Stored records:
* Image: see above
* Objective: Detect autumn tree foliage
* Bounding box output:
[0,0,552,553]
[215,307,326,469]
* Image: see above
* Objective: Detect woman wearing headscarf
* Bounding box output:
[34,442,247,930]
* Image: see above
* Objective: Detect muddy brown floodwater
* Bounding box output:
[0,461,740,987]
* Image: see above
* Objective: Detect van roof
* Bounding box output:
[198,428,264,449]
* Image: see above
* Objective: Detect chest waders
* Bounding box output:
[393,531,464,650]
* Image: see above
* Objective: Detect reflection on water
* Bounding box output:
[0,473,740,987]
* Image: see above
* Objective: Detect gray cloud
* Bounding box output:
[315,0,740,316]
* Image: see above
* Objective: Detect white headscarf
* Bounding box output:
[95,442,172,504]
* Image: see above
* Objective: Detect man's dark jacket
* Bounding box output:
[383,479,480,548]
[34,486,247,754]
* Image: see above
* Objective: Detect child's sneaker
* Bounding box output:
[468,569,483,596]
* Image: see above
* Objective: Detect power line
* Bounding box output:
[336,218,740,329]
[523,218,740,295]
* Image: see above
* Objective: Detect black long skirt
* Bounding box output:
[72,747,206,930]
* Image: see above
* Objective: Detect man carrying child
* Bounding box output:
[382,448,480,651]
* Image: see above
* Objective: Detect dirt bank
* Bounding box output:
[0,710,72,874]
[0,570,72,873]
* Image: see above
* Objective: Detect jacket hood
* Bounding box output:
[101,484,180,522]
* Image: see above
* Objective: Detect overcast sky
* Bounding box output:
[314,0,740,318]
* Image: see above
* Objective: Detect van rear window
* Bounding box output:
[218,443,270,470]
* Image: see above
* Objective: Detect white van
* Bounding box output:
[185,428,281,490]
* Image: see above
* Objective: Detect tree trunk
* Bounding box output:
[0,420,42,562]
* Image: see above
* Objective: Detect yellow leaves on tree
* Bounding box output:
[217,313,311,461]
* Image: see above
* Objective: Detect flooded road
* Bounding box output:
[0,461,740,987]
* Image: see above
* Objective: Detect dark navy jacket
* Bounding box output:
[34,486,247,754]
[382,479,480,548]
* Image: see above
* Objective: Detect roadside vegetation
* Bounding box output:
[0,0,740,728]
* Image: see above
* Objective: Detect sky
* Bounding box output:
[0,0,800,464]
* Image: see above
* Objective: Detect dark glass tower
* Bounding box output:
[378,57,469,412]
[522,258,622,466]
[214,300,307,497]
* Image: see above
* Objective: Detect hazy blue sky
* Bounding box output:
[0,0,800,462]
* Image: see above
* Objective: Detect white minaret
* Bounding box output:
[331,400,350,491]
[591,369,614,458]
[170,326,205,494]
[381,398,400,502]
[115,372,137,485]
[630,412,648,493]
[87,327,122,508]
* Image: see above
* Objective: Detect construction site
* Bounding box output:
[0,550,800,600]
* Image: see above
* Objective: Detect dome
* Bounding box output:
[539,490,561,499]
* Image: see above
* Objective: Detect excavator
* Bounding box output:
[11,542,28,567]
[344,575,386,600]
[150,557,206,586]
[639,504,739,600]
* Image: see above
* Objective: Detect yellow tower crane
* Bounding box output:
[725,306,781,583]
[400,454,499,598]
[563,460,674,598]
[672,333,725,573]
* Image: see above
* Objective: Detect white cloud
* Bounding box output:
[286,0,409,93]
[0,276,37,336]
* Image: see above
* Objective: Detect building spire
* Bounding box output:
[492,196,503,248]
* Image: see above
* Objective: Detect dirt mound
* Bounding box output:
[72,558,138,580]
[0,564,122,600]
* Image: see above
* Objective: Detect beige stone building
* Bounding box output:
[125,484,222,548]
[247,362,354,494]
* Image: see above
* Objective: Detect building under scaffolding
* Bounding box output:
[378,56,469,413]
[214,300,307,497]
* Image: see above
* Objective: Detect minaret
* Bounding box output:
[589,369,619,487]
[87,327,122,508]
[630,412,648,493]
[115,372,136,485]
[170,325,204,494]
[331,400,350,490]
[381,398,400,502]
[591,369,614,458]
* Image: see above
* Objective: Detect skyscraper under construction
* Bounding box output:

Task prompt:
Swap every "Objective" in the records above for "Goal" and change nothing else.

Worked answer:
* Image: see above
* Goal: Detect autumn tree foliage
* Bounding box output:
[0,0,552,553]
[215,307,326,469]
* Image: see above
* Goal: Detect woman wearing headscarf
* Bounding box output:
[34,442,247,930]
* Image: see above
* Goal: Detect muddy brown floodwater
* Bounding box output:
[0,461,740,987]
* Image: see above
* Goal: Detect van roof
* Bounding box output:
[198,428,264,449]
* Image: see above
* Goal: Detect chest waders
* Bounding box output:
[393,531,464,650]
* Image: see above
* Goal: Detect reflection on water
* Bounding box output:
[0,473,740,987]
* Image: see above
* Goal: Detect gray cloud
* Bounding box output:
[315,0,740,316]
* Image: see above
* Goal: Detect white headscarf
* Bounding box output:
[95,442,172,504]
* Image: see above
* Goal: Detect man's dark jacket
* Bounding box output:
[383,479,480,548]
[34,486,247,754]
* Image: see above
* Goal: Detect child's sneaker
* Bounding box output:
[468,569,483,596]
* Image: see above
* Goal: Detect power line
* Bounding box output:
[336,218,740,329]
[523,218,740,295]
* Image: see above
* Goal: Detect black long skirt
* Bounding box output:
[72,747,206,930]
* Image: see above
* Goal: Detect man carrying child
* Bounding box output:
[382,448,480,651]
* Image: see above
* Goal: Detect dirt bank
* Bounding box output:
[0,710,72,874]
[0,570,72,873]
* Image: see above
* Goal: Detect jacket hood
* Bounding box output:
[101,484,180,522]
* Image: see above
* Goal: Detect overcast sky
* Bounding box output:
[314,0,740,318]
* Image: see above
* Goal: Detect van rear window
* Bounding box output:
[218,443,270,470]
* Image: see above
* Goal: Detect white van
* Bounding box output:
[185,428,281,490]
* Image: see above
* Goal: Detect tree trunk
* Bounding box output:
[0,420,42,562]
* Image: see above
* Goal: Detect yellow leaves on tree
* Bounding box output:
[217,313,311,461]
* Image: see above
* Goal: Detect flooded road
* Bounding box output:
[0,461,740,987]
* Image: see above
* Goal: Detect dark navy jacket
* Bounding box output:
[34,486,247,754]
[382,479,480,548]
* Image: see above
* Goal: Detect roadside vegetation
* Bounding box output:
[0,0,740,728]
* Image: see above
* Goal: Detect sky
* Bounding box output:
[0,0,800,464]
* Image: see above
* Goal: Detect dark glass tower
* Bounding box output:
[378,57,469,412]
[522,258,622,466]
[214,300,307,497]
* Image: see above
* Goal: Detect hazy blue sky
* Bounding box output:
[0,0,800,462]
* Image: see above
* Goal: Detect white minaret
* Bounding box output:
[331,400,350,491]
[591,369,614,458]
[170,326,205,494]
[381,398,400,502]
[115,372,137,485]
[630,412,648,493]
[87,327,122,508]
* Image: see above
* Goal: Detect construction site
* Bounding box output:
[0,550,800,600]
* Image: see above
* Goal: Detect dome
* Bounding box output:
[539,490,561,499]
* Image: see above
* Goal: Detect excavator
* Bounding box output:
[11,542,28,567]
[344,575,386,600]
[150,557,206,586]
[639,504,739,600]
* Image: see above
* Goal: Detect yellow tower crane
* Bounding box output:
[725,306,781,583]
[400,454,499,598]
[563,460,674,598]
[672,333,725,573]
* Image: see above
* Goal: Detect white cloud
* Bounding box output:
[286,0,409,93]
[0,276,37,336]
* Image: see above
* Goal: Detect building spire
* Bounding box output:
[492,196,503,248]
* Image: see above
* Goal: Detect dirt mound
* Bounding box output:
[72,558,138,580]
[0,564,122,600]
* Image: see above
* Goal: Detect beige stone building
* Bounding box output:
[125,484,222,548]
[247,362,354,494]
* Image: see above
* Goal: Detect building under scaffolding
* Bounding box output:
[378,56,469,413]
[214,300,307,497]
* Image: see above
* Goal: Detect minaret
* Bounding box output:
[589,369,619,487]
[87,327,122,508]
[630,412,648,493]
[115,372,136,485]
[170,325,204,494]
[331,400,350,490]
[381,398,400,502]
[591,369,614,458]
* Image: see above
* Goal: Detect skyscraper under construction
* Bounding box output:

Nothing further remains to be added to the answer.